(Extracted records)
——————————
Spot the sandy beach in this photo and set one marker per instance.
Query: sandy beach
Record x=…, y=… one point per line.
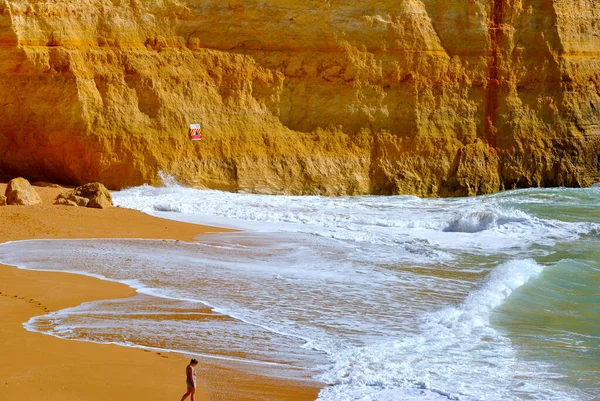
x=40, y=367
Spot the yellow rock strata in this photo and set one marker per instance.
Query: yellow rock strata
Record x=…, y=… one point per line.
x=426, y=97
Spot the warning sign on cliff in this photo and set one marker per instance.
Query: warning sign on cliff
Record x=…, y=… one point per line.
x=195, y=132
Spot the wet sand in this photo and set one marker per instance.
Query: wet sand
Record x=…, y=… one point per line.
x=40, y=367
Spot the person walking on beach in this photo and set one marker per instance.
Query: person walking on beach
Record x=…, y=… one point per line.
x=190, y=380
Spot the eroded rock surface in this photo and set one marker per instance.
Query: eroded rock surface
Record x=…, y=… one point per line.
x=428, y=97
x=93, y=195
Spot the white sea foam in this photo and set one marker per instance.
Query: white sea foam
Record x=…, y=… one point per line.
x=381, y=298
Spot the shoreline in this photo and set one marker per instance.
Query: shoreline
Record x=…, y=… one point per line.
x=44, y=366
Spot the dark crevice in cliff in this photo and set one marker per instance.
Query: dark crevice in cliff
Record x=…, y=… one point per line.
x=493, y=76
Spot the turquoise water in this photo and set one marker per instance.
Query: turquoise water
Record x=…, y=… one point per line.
x=381, y=298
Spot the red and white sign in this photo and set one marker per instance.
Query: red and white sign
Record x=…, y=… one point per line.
x=195, y=132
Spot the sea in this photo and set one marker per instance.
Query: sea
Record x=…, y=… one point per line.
x=390, y=298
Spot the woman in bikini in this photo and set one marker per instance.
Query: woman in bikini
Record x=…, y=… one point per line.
x=190, y=380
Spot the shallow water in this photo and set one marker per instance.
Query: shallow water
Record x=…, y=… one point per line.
x=382, y=298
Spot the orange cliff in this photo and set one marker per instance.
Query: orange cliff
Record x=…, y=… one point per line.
x=426, y=97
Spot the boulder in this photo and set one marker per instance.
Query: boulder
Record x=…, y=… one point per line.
x=91, y=195
x=70, y=199
x=20, y=192
x=45, y=184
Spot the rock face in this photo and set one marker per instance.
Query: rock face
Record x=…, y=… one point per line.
x=89, y=195
x=20, y=192
x=428, y=97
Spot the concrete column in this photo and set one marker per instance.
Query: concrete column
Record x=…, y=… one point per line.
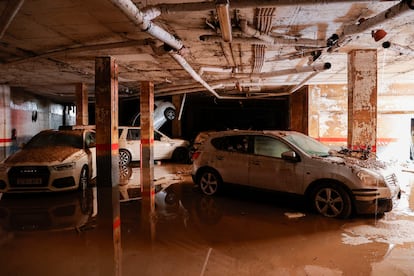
x=5, y=123
x=299, y=110
x=82, y=104
x=147, y=158
x=362, y=99
x=107, y=163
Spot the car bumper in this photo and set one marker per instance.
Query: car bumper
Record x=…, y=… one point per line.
x=371, y=202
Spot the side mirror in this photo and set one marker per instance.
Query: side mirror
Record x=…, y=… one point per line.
x=290, y=156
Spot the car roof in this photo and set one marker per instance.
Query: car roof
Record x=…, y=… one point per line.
x=279, y=133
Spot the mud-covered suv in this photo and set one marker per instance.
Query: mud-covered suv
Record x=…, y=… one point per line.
x=336, y=185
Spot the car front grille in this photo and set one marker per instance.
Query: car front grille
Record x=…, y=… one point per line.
x=391, y=180
x=29, y=176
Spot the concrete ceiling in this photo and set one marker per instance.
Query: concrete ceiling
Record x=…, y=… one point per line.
x=47, y=46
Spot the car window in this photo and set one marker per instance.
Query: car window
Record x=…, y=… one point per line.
x=236, y=143
x=56, y=138
x=268, y=146
x=134, y=134
x=157, y=136
x=308, y=144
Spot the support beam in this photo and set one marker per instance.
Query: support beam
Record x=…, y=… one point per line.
x=107, y=160
x=82, y=113
x=362, y=99
x=299, y=110
x=147, y=159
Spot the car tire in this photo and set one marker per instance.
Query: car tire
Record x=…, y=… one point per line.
x=169, y=113
x=331, y=201
x=84, y=179
x=181, y=155
x=209, y=182
x=124, y=157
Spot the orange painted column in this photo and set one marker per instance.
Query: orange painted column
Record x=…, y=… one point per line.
x=362, y=99
x=6, y=138
x=299, y=110
x=82, y=104
x=147, y=158
x=107, y=163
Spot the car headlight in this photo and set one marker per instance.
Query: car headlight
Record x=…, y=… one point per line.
x=64, y=167
x=3, y=167
x=370, y=179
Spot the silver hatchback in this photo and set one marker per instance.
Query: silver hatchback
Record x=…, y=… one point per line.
x=336, y=185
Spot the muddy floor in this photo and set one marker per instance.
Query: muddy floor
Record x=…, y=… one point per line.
x=240, y=232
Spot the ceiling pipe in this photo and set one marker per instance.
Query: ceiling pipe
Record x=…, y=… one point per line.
x=365, y=24
x=222, y=9
x=267, y=39
x=143, y=21
x=180, y=60
x=240, y=4
x=255, y=41
x=402, y=50
x=9, y=13
x=221, y=84
x=305, y=69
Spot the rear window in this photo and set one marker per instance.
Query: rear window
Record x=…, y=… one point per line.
x=57, y=138
x=236, y=143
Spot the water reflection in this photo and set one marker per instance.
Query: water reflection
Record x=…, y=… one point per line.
x=48, y=212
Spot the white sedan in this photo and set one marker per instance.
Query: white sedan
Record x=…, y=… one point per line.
x=164, y=146
x=53, y=160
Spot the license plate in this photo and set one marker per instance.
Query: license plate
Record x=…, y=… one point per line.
x=29, y=181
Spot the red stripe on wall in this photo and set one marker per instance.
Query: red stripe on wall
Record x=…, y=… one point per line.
x=331, y=139
x=147, y=141
x=107, y=147
x=338, y=139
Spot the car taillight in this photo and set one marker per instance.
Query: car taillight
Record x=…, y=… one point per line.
x=195, y=155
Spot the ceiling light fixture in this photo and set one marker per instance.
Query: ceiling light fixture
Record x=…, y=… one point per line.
x=222, y=8
x=378, y=34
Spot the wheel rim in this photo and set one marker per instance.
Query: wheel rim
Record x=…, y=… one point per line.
x=123, y=158
x=329, y=202
x=209, y=183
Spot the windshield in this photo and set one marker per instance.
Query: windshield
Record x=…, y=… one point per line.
x=308, y=144
x=56, y=138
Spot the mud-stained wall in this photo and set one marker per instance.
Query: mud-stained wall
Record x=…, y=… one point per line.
x=24, y=115
x=328, y=117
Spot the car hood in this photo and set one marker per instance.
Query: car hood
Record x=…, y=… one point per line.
x=179, y=142
x=356, y=163
x=43, y=155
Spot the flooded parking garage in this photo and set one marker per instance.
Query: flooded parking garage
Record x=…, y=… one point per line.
x=237, y=233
——————————
_ABOUT THIS TASK:_
Could you count the lines in the entries that hold the word "rear"? Only the number is wanted.

_RESPONSE BELOW:_
2